_Task instructions_. Among the records that follow, set down only the lines from the one containing "Target: chalice stem" to the one containing "Target: chalice cup", both included, exactly.

(Region pointing data)
· · ·

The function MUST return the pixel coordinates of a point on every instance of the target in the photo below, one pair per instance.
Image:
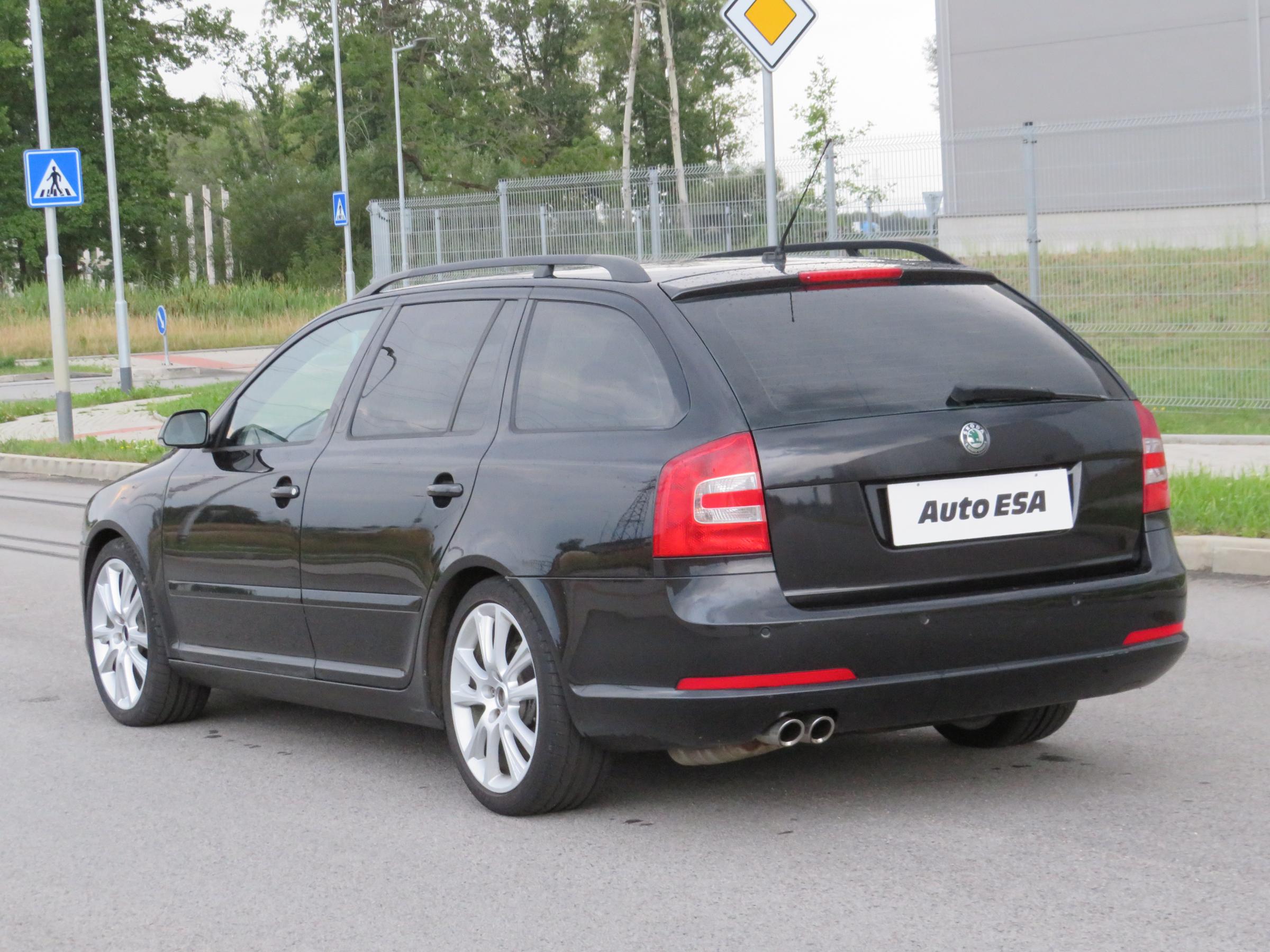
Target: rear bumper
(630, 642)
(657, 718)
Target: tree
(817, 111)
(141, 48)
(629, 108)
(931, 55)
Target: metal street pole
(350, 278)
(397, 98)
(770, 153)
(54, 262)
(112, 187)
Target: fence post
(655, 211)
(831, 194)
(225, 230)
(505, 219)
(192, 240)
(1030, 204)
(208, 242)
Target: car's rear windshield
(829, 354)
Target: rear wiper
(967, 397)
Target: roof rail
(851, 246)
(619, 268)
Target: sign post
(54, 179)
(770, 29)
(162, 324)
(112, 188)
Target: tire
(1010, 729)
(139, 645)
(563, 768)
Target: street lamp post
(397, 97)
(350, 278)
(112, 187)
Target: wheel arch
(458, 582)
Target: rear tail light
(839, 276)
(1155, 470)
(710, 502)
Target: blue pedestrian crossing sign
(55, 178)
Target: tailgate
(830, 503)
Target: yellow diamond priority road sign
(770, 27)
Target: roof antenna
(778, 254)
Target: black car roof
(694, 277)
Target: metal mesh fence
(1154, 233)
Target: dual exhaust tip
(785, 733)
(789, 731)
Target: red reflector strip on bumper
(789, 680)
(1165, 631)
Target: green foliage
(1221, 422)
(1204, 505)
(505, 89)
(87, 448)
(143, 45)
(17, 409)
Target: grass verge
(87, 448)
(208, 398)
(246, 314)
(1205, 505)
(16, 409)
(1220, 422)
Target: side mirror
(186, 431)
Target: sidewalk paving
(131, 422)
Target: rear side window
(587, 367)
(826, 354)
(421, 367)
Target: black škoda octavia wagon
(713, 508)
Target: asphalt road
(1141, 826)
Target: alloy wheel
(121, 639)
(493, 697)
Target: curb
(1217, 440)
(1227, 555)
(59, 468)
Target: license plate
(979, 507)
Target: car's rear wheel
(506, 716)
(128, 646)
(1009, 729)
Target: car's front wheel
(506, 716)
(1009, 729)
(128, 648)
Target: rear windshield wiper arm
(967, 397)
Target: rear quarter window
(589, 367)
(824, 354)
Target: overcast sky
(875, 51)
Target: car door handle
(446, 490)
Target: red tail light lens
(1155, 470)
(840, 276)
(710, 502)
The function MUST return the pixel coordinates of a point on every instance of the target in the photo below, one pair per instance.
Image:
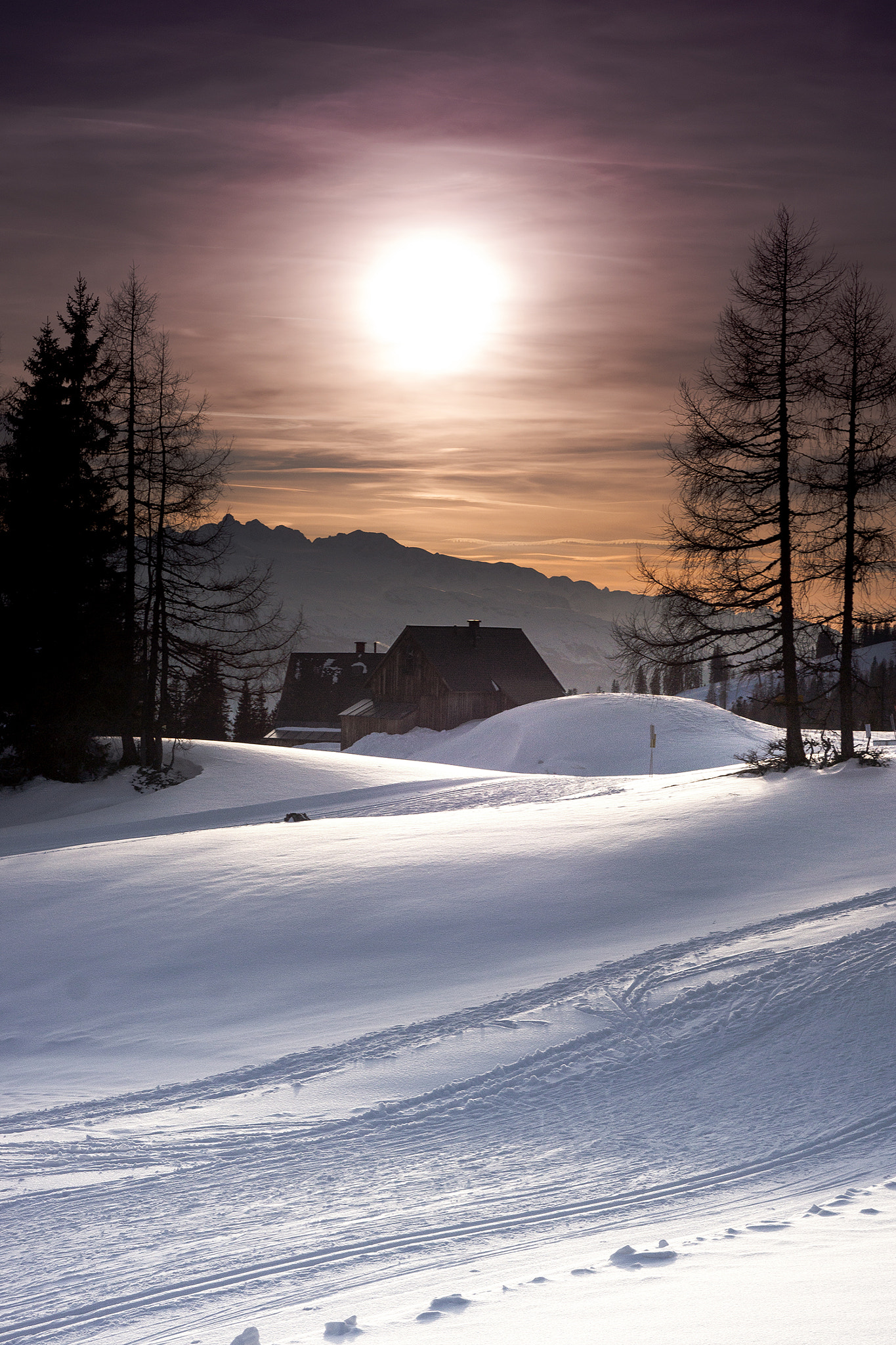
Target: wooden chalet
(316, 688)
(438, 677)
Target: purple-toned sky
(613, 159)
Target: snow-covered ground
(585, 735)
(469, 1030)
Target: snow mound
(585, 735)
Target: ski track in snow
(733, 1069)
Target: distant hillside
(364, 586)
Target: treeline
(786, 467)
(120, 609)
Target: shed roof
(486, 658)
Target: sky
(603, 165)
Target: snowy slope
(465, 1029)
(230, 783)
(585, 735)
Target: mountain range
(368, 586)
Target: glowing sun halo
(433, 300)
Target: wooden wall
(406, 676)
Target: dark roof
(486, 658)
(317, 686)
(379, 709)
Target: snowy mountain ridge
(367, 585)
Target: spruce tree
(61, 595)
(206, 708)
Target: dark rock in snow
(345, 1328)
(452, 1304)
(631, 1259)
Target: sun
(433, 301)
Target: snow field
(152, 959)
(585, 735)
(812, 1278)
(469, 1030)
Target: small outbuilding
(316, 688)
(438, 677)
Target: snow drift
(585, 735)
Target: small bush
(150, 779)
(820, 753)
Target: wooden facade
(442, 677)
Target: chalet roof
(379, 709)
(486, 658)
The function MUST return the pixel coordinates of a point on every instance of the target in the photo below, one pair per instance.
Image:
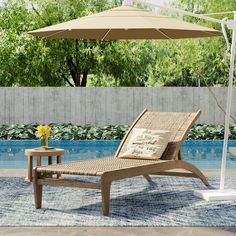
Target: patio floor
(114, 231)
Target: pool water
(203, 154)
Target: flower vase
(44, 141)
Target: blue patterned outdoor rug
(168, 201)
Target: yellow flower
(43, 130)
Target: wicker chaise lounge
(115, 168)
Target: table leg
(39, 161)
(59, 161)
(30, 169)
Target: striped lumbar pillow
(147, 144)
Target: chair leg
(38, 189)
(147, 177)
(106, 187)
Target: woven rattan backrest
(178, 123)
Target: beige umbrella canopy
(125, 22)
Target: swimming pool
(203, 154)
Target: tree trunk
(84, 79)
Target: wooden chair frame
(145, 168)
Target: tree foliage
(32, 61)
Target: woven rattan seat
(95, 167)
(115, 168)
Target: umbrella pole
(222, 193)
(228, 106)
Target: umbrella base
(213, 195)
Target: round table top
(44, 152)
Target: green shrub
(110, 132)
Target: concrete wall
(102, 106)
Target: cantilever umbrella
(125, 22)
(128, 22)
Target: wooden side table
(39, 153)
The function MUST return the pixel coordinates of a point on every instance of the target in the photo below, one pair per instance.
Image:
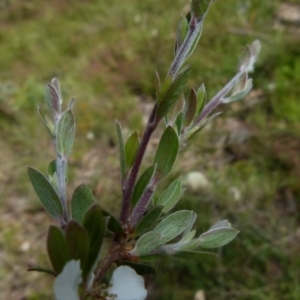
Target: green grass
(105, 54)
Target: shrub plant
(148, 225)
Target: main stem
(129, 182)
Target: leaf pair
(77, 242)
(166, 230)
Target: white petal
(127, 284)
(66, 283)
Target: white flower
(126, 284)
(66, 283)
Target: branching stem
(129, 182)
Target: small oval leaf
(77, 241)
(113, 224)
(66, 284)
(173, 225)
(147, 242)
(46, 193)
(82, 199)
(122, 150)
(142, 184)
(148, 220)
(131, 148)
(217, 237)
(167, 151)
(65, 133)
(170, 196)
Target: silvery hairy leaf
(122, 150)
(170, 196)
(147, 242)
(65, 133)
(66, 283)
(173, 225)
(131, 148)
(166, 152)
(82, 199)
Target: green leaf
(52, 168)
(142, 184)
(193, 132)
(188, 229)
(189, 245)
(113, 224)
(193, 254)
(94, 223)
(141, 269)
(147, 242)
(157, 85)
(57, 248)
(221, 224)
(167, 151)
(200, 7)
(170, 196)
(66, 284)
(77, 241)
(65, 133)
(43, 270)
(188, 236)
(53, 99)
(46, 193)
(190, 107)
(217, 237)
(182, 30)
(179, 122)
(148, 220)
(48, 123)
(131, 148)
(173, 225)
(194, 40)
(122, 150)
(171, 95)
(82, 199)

· · ·

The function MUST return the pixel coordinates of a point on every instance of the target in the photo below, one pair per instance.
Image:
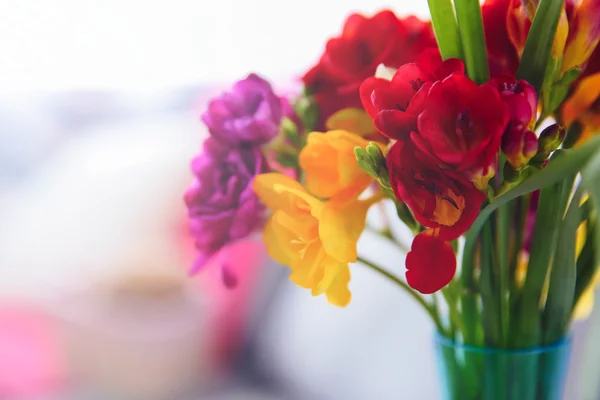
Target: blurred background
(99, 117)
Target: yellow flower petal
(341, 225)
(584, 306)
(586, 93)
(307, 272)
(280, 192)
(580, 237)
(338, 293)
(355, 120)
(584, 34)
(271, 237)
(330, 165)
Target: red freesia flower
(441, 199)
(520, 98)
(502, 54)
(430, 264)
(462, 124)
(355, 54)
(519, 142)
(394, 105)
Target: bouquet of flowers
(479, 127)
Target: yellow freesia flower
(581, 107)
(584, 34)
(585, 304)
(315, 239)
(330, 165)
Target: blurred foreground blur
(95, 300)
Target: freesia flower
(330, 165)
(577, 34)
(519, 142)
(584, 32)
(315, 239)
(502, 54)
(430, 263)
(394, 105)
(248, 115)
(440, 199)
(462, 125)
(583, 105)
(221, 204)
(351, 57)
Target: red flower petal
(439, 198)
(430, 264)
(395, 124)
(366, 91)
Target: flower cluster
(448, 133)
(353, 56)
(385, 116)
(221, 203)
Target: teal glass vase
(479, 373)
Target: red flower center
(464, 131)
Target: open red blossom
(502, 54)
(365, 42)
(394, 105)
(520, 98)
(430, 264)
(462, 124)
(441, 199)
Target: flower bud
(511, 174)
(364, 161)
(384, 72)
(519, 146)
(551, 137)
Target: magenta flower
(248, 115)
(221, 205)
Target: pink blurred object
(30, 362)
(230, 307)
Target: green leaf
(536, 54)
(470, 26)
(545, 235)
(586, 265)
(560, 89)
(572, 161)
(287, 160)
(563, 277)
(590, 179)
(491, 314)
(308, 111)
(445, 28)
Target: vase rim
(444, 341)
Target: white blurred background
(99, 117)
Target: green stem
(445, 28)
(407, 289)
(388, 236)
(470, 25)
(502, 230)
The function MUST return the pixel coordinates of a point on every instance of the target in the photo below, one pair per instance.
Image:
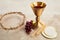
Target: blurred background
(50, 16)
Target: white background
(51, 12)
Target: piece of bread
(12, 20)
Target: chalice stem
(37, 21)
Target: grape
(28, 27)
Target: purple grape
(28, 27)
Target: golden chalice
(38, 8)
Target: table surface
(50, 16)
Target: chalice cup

· · ·

_Problem solution_.
Target: chalice stem
(37, 21)
Target: grape
(28, 27)
Target: purple grape
(28, 27)
Target: golden chalice
(38, 8)
Target: table surface
(50, 16)
Target: chalice cup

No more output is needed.